• [Your objective] Nothing but the lines from the one containing "Q: give x and y for each instance of the ornate" through the last line should be written out, please, exactly as they stand.

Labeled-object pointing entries
##############################

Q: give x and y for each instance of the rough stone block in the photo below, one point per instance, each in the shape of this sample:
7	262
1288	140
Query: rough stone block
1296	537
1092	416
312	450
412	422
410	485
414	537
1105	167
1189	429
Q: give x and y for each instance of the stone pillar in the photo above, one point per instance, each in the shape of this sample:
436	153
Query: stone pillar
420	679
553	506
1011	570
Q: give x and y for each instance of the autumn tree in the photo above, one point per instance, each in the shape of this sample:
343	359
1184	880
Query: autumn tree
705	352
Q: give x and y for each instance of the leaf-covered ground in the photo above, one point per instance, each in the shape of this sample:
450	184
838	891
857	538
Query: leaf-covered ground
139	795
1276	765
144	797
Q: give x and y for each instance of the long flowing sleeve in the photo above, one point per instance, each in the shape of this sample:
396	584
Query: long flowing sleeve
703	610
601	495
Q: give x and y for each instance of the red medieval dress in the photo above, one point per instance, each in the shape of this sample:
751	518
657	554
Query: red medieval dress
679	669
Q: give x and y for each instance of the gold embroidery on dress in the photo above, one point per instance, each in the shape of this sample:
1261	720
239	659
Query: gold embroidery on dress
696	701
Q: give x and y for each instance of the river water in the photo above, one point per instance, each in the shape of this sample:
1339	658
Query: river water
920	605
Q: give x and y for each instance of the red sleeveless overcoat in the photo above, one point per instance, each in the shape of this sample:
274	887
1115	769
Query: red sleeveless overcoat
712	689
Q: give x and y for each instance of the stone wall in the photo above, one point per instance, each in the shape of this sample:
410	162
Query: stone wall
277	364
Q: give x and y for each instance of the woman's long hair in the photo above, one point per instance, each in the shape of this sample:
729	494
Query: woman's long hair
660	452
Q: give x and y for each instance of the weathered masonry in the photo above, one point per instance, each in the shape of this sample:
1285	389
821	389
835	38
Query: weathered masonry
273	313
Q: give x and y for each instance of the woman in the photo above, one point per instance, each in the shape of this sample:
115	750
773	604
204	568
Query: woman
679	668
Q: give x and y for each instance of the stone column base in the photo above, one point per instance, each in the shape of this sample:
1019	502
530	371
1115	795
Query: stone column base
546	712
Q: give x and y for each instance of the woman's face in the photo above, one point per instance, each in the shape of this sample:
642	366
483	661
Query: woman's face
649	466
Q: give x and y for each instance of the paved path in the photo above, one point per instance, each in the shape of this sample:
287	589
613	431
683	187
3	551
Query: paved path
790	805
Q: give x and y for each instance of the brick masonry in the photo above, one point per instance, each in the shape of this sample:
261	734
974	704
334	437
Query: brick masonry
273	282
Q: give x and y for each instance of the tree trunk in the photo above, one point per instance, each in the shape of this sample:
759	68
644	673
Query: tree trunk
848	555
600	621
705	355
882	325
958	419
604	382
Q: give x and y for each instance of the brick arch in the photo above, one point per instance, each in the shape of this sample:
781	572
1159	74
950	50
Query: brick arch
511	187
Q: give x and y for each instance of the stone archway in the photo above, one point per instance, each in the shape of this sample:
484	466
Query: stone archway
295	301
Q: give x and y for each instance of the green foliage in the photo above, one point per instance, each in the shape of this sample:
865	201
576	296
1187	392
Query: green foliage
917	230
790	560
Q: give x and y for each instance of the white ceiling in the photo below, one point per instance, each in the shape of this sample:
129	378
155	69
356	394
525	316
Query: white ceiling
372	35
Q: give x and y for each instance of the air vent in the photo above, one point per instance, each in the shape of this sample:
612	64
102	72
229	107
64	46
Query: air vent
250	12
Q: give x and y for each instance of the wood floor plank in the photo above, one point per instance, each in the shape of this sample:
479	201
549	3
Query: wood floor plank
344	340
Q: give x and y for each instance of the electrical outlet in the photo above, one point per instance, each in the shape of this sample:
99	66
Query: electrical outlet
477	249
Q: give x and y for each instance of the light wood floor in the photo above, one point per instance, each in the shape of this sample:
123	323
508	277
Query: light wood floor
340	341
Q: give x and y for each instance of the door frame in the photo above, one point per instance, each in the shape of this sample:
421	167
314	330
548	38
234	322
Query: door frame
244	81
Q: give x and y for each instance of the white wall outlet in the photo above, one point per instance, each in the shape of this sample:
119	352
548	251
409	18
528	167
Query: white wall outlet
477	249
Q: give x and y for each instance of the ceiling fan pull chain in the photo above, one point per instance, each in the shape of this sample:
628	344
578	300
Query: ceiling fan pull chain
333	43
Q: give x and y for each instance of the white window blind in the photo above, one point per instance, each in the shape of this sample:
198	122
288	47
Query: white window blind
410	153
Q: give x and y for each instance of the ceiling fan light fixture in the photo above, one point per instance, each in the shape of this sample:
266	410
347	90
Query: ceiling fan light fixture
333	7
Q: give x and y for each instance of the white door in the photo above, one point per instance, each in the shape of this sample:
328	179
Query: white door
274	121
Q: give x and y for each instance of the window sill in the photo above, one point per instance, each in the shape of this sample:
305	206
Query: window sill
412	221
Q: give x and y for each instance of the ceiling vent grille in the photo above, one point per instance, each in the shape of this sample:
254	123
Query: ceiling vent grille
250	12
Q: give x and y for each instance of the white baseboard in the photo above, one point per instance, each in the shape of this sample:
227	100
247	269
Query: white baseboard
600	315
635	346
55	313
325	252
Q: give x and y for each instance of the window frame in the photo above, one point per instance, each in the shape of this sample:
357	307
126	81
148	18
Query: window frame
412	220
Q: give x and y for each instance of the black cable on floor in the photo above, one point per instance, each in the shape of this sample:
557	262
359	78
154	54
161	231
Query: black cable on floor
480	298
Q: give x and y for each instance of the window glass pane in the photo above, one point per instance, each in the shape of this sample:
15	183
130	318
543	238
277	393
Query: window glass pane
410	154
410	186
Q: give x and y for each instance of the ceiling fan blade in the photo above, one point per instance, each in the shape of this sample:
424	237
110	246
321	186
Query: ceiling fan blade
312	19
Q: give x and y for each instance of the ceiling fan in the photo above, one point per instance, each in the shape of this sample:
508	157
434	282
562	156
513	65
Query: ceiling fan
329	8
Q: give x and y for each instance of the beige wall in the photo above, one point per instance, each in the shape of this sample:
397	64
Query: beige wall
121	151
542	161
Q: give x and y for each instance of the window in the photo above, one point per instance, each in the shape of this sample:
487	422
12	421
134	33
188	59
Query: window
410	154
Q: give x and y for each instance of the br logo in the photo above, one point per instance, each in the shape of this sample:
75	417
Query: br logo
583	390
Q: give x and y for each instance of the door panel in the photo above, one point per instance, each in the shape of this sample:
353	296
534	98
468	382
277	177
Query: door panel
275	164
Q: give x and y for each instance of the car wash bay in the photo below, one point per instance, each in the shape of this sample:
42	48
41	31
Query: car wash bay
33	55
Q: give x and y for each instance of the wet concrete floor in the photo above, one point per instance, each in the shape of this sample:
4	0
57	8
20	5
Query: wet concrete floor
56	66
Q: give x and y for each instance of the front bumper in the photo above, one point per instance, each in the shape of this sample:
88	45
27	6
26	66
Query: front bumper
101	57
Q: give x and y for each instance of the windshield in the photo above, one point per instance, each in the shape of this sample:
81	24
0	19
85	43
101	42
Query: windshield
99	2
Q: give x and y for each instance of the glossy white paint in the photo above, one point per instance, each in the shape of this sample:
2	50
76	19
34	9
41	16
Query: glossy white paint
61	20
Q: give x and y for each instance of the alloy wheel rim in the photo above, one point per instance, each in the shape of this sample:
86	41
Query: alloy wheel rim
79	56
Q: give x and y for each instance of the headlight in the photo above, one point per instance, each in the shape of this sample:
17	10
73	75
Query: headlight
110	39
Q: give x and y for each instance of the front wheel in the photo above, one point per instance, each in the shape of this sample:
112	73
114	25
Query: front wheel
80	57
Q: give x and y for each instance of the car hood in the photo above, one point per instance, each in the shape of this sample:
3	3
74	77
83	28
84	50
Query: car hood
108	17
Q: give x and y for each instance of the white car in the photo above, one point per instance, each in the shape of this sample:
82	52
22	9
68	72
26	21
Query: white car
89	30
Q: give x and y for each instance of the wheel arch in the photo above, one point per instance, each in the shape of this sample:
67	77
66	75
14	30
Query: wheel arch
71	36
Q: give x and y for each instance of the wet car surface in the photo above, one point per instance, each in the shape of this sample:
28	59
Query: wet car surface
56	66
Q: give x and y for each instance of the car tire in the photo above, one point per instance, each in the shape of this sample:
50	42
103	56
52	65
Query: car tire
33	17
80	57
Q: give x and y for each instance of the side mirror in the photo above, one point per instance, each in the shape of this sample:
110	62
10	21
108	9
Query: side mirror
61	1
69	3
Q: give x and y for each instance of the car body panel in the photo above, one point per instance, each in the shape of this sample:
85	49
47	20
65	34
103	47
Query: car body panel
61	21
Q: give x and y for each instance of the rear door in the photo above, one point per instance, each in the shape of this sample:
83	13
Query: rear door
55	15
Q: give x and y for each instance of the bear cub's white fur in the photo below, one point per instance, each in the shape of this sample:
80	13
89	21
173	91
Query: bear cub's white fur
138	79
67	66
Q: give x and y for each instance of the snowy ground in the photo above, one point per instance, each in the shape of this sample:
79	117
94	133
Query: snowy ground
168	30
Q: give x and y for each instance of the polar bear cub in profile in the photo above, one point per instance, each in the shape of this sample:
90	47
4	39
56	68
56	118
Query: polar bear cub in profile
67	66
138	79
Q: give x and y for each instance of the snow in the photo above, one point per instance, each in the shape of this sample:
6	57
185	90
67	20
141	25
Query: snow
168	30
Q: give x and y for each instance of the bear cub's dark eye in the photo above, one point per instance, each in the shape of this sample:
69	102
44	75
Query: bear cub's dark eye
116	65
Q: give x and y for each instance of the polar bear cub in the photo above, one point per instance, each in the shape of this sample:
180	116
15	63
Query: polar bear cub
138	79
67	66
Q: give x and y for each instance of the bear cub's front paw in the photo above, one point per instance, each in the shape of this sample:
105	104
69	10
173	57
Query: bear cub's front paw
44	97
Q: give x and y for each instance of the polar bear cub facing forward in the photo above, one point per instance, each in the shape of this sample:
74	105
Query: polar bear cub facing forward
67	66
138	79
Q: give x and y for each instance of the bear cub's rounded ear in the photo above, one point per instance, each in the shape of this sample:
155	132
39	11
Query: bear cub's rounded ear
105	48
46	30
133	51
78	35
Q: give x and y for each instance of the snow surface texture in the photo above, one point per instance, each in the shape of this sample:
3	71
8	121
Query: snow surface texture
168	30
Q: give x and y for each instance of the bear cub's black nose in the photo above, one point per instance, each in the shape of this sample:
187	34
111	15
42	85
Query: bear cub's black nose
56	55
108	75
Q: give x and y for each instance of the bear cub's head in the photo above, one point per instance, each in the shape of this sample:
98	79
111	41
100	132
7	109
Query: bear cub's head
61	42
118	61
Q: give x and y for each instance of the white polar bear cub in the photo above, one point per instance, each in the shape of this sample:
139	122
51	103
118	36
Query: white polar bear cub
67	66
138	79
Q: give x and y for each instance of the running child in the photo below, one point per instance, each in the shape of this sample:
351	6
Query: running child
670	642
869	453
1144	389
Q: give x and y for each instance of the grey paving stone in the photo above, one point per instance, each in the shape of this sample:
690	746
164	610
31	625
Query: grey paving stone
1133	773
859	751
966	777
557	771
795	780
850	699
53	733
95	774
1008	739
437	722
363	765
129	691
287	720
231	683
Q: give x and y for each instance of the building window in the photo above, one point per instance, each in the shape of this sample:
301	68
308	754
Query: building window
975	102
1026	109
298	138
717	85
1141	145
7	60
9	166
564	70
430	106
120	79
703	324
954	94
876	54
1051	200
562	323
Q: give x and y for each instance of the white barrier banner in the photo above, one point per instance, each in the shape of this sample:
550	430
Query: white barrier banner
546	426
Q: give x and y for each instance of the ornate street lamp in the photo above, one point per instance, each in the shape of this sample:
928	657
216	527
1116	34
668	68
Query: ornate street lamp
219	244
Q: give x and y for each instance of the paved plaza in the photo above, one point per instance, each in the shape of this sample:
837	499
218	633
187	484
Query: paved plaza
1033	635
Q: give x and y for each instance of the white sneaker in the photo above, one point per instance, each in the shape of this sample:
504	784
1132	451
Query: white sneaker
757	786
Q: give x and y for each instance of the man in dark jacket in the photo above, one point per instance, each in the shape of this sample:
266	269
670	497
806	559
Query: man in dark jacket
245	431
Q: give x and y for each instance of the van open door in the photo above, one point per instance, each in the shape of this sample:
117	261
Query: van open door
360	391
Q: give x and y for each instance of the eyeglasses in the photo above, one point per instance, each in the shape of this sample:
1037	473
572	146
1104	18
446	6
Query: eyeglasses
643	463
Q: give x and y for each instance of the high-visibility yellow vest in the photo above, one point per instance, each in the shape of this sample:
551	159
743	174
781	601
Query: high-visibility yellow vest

##############################

• [Reply to the task]
Q: give x and y for each instance of the ornate street lamp in the photo above, one point per instance, each in the shape of this sample:
928	657
216	527
1116	34
668	68
Query: ornate street lamp
219	244
Q: give x and y for each instance of the paved plaza in the photo above, one point per instance, each in the shape of this sample:
837	499
218	633
187	484
Query: paved plaza
1033	635
Q: give x and y for each instance of the white sneaker in the photo above, one point per instance, each in the shape of this sample:
504	784
1132	451
Query: white sneaker
757	786
Q: give x and y for each instance of the man in dark jacket in the photo above, one point per instance, each in the shape of this sample:
266	269
670	497
806	559
Query: man in dark jacket
245	431
Q: give x and y for each instance of the van open door in the photo above, one point per instance, each in the shape of this sample:
117	261
Query: van open door
360	391
Q: give x and y for each instance of the eyeglasses in the photo above, one point per instance, each in the shape of this sample:
1037	473
572	146
1104	18
446	6
Query: eyeglasses
643	463
Q: give x and y for each instance of the high-visibility yellow vest in the photo above, one point per instance, each in the shape of this sample:
551	159
743	174
781	601
Query: high-visibility yellow vest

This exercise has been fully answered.